• [Extrait à lire]
+++
Manu Larcenet adapte "La Route" en bande dessinée : "J'aime tout ce qui est désespéré"

Tous les jours, une personnalité s'invite dans le monde d'Élodie Suigo. Mardi 25 juin 2024 : l’auteur de bande dessinée, Manu Larcenet. Il publie l’adaptation du livre de Cormac McCarthy, "La Route".
Article rédigé par Elodie Suigo
Radio France
Publié Mis à jour
Temps de lecture : 7min
Manu Larcenet à Paris, le 26 mars 2024. (JOEL SAGET / AFP)

C'est par l'humour et plus précisément le dessin humoristique que Manu Larcenet est devenu ce dessinateur convoité et respecté. Pendant deux ans, il a collaboré et affûté sa mine avec le magazine Fluide Glacial avant d'obtenir une belle reconnaissance critique avec ses séries Le Retour à la terre et Le Combat ordinaire, qui a d'ailleurs obtenu le prix du meilleur album à Angoulême en 2004. Impossible aussi de ne pas citer Blast et Le Rapport de Brodeck, une adaptation en deux tomes de romans éponymes de Philippe Claudel. Il a été également couronné du prix Gotlib en 2023 pour son hilarante Thérapie de groupe. Aujourd'hui, il signe une nouvelle adaptation, mais cette fois-ci du roman La Route de Cormac McCarthy, qui a reçu le prix Pulitzer de la fiction.
+++
• [Données présentées]
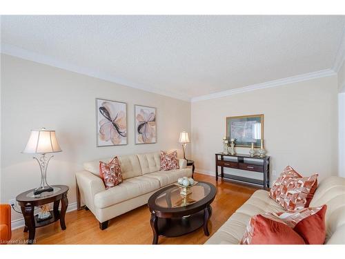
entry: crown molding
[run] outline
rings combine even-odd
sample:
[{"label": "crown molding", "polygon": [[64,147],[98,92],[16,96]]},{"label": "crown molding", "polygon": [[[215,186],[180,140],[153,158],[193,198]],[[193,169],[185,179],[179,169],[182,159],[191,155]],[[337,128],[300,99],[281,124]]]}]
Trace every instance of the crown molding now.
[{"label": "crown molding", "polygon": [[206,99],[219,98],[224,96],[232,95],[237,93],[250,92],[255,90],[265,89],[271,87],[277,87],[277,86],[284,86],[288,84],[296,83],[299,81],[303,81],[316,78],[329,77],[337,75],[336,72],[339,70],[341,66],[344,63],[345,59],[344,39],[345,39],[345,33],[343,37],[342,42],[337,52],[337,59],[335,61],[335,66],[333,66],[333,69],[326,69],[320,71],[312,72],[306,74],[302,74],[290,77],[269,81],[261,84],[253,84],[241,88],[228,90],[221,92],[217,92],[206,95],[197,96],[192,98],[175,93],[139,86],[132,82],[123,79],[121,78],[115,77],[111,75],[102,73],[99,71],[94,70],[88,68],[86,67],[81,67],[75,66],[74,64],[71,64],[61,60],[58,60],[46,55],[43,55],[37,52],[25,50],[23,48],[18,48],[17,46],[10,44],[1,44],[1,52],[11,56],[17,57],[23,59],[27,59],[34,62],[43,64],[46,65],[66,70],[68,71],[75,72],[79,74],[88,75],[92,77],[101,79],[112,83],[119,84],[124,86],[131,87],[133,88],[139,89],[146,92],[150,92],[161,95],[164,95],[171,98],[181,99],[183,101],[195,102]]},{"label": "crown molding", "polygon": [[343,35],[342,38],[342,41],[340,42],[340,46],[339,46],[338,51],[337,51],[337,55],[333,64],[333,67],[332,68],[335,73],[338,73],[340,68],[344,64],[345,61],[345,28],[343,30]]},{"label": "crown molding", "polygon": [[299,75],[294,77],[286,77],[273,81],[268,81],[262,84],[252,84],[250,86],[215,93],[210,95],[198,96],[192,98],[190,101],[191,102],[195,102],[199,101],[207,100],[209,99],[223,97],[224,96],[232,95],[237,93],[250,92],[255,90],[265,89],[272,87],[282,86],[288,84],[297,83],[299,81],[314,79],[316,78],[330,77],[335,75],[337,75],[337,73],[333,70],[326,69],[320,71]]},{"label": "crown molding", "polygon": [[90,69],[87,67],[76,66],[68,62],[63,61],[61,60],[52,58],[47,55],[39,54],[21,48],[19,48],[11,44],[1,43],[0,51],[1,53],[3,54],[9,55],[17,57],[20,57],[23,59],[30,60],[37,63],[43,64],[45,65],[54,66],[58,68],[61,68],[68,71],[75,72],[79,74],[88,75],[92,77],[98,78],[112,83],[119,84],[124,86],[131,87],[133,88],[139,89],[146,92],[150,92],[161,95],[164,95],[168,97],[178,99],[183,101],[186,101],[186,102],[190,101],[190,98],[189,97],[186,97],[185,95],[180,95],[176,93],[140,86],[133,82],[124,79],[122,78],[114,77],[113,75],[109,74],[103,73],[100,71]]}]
+++
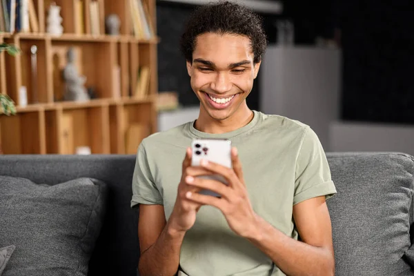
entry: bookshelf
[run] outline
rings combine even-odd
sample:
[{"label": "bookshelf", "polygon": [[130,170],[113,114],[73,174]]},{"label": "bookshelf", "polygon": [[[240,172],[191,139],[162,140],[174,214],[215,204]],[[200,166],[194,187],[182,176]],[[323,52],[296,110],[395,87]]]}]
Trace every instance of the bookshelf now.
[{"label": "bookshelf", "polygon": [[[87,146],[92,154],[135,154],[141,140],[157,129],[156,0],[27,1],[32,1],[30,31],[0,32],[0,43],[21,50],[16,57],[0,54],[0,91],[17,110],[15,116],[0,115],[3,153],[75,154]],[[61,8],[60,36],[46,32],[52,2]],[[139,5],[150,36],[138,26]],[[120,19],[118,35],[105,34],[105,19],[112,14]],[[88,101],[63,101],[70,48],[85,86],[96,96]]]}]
+++
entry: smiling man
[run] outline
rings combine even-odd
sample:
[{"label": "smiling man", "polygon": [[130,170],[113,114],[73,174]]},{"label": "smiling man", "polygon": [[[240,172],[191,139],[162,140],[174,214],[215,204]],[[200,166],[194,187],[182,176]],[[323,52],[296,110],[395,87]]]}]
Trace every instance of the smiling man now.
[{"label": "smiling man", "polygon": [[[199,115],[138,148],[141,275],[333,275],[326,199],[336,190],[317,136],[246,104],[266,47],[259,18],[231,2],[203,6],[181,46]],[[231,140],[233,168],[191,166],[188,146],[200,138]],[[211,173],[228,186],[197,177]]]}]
+++
• [Consignes de travail]
Répondez à ces questions d'après l'article sur Manu Larcenet :
1. Quel jour Manu Larcenet est-il l'invité d'Élodie Suigo ?
2. Combien de temps a-t-il collaboré avec le magazine Fluide Glacial ?
3. Quel prix le roman La Route de Cormac McCarthy a-t-il reçu ?
Les données n'ont aucun rôle ici.

• [Tâche réalisée]
1. Le mardi 25 juin 2024.
2. Pendant deux ans.
3. Le prix Pulitzer de la fiction.